Texto proporcionado.
+ + + + + + +

Otro ejemplo es el de Armando Guadiana, empresario del carbón, quien fue senador y candidato a la gubernatura de Coahuila por Morena hasta su fallecimiento en 2023. Su pasado empresarial y sus negocios con la Comisión Federal de Electricidad (CFE) también generaron cuestionamientos sobre si el partido estaba realmente separando el poder económico del político o simplemente asimilando nuevas élites. Arturo Ávila, un empresario del ramo de seguridad y diputado federal de Morena, también ha sido objeto de críticas por sus millonarias propiedades y contratos con gobiernos, incluyendo los que el mismo partido ha llamado «del PRIAN», una contradicción con el discurso inicial del partido.
A estos perfiles empresariales se suman líderes sindicales con una larga trayectoria y considerables fortunas, como Pedro Haces y Napoleón Gómez Urrutia. Haces, líder de la Confederación Autónoma de Trabajadores y Empleados de México (CATEM), y Gómez Urrutia, al frente del Sindicato Minero, han sido figuras polémicas por su riqueza y el poder que ejercen en el ámbito laboral. Su incorporación y el papel que desempeñan en Morena contradicen la crítica que el movimiento solía hacer al «charrismo sindical» y a los líderes que se enriquecían a costa de los trabajadores.
Finalmente, el caso de Manuel Bartlett, actual director de la CFE, representa uno de los mayores desafíos a la narrativa de Morena. Bartlett, una figura con una extensa trayectoria en el PRI, fue acusado en el pasado de diversas irregularidades y su fortuna inmobiliaria ha sido objeto de investigaciones periodísticas. A pesar de estas controversias, ha sido un aliado clave para el actual gobierno, lo que ha puesto en evidencia que la crítica a los políticos «enriquecidos» parece aplicar solo a los adversarios, no a los aliados.
Estas contradicciones no son nuevas. Desde su fundación, Morena ha sido un partido de amplias coaliciones, acogiendo a exmilitantes del PRI y el PAN para consolidar su hegemonía. Si bien esta estrategia le permitió ganar elecciones en 2018 y 2024, también ha generado tensiones internas. Miembros de base critican que el partido se aleje de su origen como movimiento popular, mientras que la incorporación de figuras controvertidas alimenta percepciones de oportunismo político.
Esta mezcla de perfiles, que incluye empresarios, sindicalistas y políticos de la «vieja guardia» con fortunas notables, sugiere que el pragmatismo político ha prevalecido sobre los principios ideológicos. La promesa de una purificación de la clase política se enfrenta a una realidad en la que la lealtad y el capital político parecen ser más valorados que la congruencia ideológica. Esto obliga a un análisis profundo sobre si Morena ha logrado la «transformación» que prometió o si, por el contrario, ha replicado viejas prácticas bajo un nuevo ropaje. El resultado es un partido heterogéneo donde coexisten visiones y orígenes dispares, lo que pone a prueba su cohesión interna y, más importante, la credibilidad de su discurso ante la sociedad mexicana.
El desafío para Morena es claro: mantener su legitimidad como fuerza transformadora mientras lidia con las presiones de gobernar un país complejo. La inclusión de personajes cuestionados puede ser vista como una estrategia pragmática para ganar elecciones, pero arriesga alienar a su base y debilitar su narrativa moral. Para evitar convertirse en lo que alguna vez combatió, Morena debe priorizar la transparencia y rendición de cuentas, asegurando que sus líderes reflejen los valores que prometió defender.

+ + + + + + +

Datos disponibles.
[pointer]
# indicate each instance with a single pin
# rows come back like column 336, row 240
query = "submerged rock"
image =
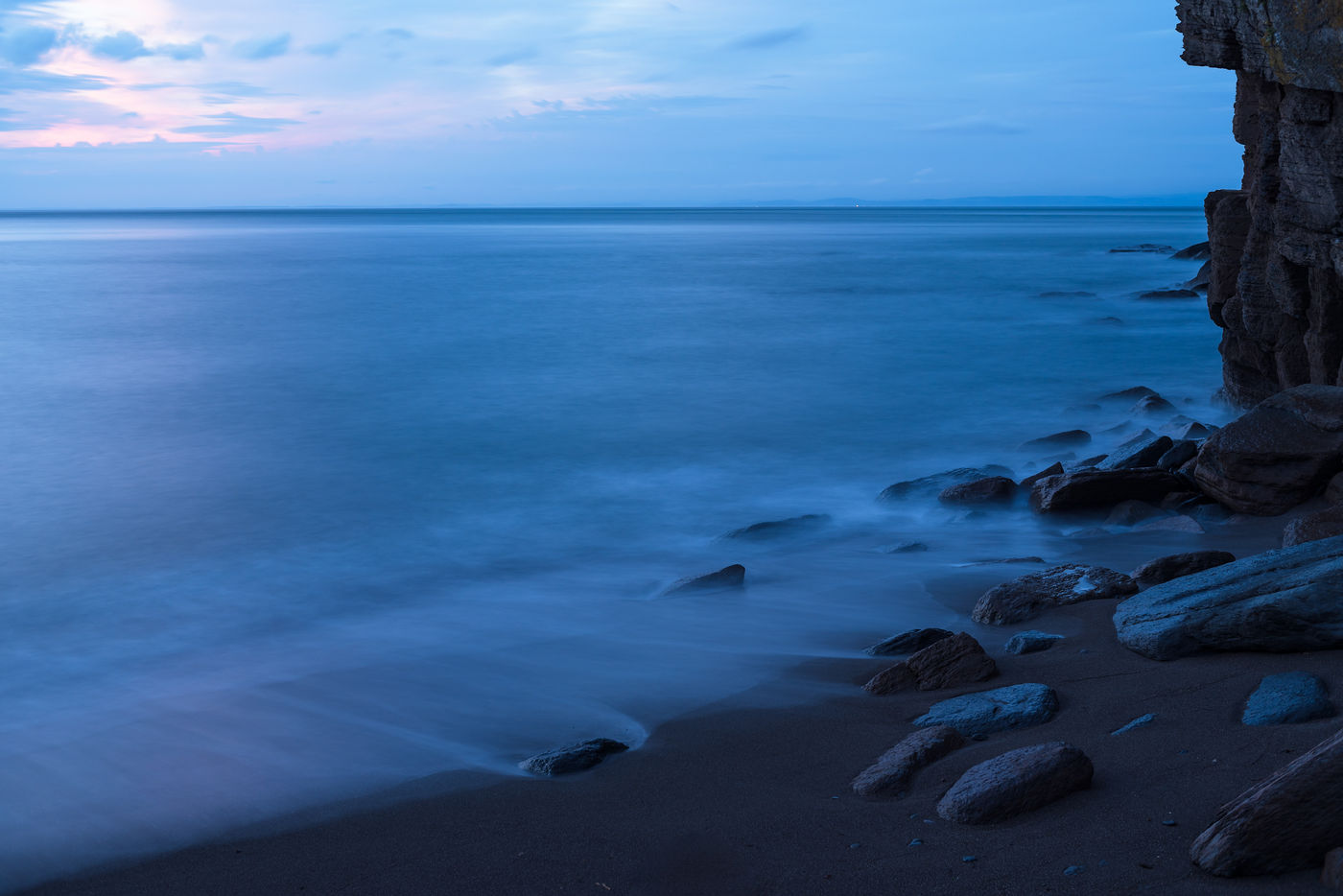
column 579, row 757
column 779, row 529
column 732, row 577
column 1276, row 456
column 907, row 643
column 1179, row 564
column 890, row 774
column 1285, row 822
column 1275, row 602
column 1017, row 782
column 1288, row 697
column 943, row 664
column 1031, row 594
column 989, row 711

+ + + + + + +

Ejercicio.
Convierte en una lista breve el párrafo del texto sobre Morena que empieza con «A estos perfiles empresariales se suman». Conserva sus datos principales.

Respuesta.
- A los perfiles empresariales se suman líderes sindicales con larga trayectoria y considerables fortunas: Pedro Haces y Napoleón Gómez Urrutia.
- Haces es líder de la CATEM, y Gómez Urrutia está al frente del Sindicato Minero.
- Ambos han sido figuras polémicas por su riqueza y por el poder que ejercen en el ámbito laboral.
- Su incorporación y su papel en Morena contradicen la crítica que el movimiento hacía al «charrismo sindical» y a los líderes que se enriquecían a costa de los trabajadores.